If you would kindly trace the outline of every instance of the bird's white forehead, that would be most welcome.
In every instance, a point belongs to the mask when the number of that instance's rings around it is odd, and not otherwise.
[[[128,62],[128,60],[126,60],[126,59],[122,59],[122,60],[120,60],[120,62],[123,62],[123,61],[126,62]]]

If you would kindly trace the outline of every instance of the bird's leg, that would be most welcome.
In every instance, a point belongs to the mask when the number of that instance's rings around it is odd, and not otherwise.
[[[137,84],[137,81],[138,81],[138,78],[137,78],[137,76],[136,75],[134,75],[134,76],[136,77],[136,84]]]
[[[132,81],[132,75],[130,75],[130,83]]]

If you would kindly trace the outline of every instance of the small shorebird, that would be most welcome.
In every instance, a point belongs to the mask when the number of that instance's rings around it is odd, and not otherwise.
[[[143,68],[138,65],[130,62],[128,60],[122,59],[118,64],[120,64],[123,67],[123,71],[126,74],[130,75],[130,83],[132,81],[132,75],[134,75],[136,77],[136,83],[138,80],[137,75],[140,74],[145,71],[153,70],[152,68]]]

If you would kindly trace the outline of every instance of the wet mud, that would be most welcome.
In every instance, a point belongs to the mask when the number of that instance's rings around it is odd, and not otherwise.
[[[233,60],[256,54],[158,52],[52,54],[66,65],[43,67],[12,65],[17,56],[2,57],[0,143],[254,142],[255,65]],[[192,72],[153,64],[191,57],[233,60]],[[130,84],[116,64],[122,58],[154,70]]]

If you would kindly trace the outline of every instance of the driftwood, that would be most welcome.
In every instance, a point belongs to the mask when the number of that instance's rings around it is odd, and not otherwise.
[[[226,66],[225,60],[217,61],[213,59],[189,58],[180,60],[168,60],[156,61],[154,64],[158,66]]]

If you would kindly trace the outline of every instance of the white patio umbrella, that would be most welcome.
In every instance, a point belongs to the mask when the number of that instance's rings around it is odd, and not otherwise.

▸ Challenge: Rewrite the records from the line that contains "umbrella, that would be most welcome." through the end, putting "beach" in place of "patio" and leaving everything else unchanged.

▸ Solution for this exercise:
If you would kindly trace the outline of every instance of the white beach umbrella, that would be most welcome.
In every instance, a point belongs to the mask when the number of that instance's rings around it is odd, and not otherwise.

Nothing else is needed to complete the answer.